Triple L;1341139 said:


> Why wouldnt you get the 6.2V8 when they make almost the same power and you can get the 6 speed trans?


They don't offer the 6.2 in the F450 or F550. You can get the 6 speed with the new diesel though, but the V10 and 5 speed are the only gasser options.


----------



## Marek (Nov 16, 2005)

I have an 08 450 qith the v 10 with 4:88 rear and love the truck . At the time the 6.4 was new and I am really glade to have bought the v-10 over the 6.4.For less than the cost of the diesel option I could replace the whole motor. 8 mpg is right on par with what we see with ours. Its in the shop right now having the studs replaced. From what I was told the new studs are made from a different material then the old studs and will not rust , but time will tell. How many miles would you put on the new unit per year ? Right now Ford has a ton of cash back on thier trucks.


----------



## EdNewman (Jan 27, 2004)

I have a pair of 2011 f450 crew cabs with the v10. Good power, good towing, sucks gas. I've always had all diesels but I could not get the math to work this time so I went gas. Even at 7 to 8 mpg it is still cheaper over 150k miles. As far as plowing, they have no problem pushing a 9' boss with wings. That's over 11' wide!


----------



## Marek (Nov 16, 2005)

EdNewman;1341279 said:


> I have a pair of 2011 f450 crew cabs with the v10. Good power, good towing, sucks gas. I've always had all diesels but I could not get the math to work this time so I went gas. Even at 7 to 8 mpg it is still cheaper over 150k miles. As far as plowing, they have no problem pushing a 9' boss with wings. That's over 11' wide!


Which rear did you go with on your trucks ? Are they 4x4 ?


----------



## EdNewman (Jan 27, 2004)

Yes 4x4. I believe 4.88. There was no choice in ratio.


----------



## exclusive (Aug 18, 2010)

thanks guys for all the insight but i just brought a gmc 3500hd with a diesel for the same price as the f 550 gas and 0% fianancing thanks again guys


----------



## maelawncare (Mar 4, 2004)

exclusive;1341411 said:


> thanks guys for all the insight but i just brought a gmc 3500hd with a diesel for the same price as the f 550 gas and 0% fianancing thanks again guys


Why did you decide to go with a smaller truck? the 3500 isnt even in the same league as the f550.


----------



## Triple L (Nov 1, 2005)

EdNewman;1341279 said:


> Even at 7 to 8 mpg it is still cheaper over 150k miles. As far as plowing, they have no problem pushing a 9' boss with wings. That's over 11' wide!

- _RECORD LIST_:
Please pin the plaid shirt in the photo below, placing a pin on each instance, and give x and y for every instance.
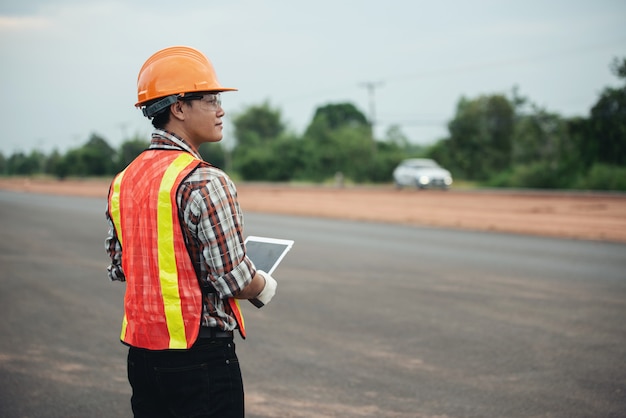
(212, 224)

--

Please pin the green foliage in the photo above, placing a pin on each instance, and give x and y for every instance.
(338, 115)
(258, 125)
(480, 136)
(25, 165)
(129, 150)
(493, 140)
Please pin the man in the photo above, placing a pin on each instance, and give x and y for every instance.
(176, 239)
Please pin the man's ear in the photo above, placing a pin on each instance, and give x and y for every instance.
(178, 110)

- _WHAT TO DO_:
1 > Answer these from the forum thread about Ford V10 gas trucks:
(a) According to the thread, what are the only gas engine and transmission options in the F450 and F550?
(b) What truck did the poster named exclusive end up buying?
(c) What size plow does EdNewman say his trucks push without trouble?
2 > From the truck forum thread, copy the stretch from "They don't offer" through "on thier trucks." word for word.

- _FINAL ANSWERS_:
1 >
(a) The V10 and the 5 speed.
(b) A GMC 3500HD with a diesel.
(c) A 9' Boss with wings, which is over 11' wide.

2 >
They don't offer the 6.2 in the F450 or F550. You can get the 6 speed with the new diesel though, but the V10 and 5 speed are the only gasser options.


----------



## Marek (Nov 16, 2005)

I have an 08 450 qith the v 10 with 4:88 rear and love the truck . At the time the 6.4 was new and I am really glade to have bought the v-10 over the 6.4.For less than the cost of the diesel option I could replace the whole motor. 8 mpg is right on par with what we see with ours. Its in the shop right now having the studs replaced. From what I was told the new studs are made from a different material then the old studs and will not rust , but time will tell. How many miles would you put on the new unit per year ? Right now Ford has a ton of cash back on thier trucks.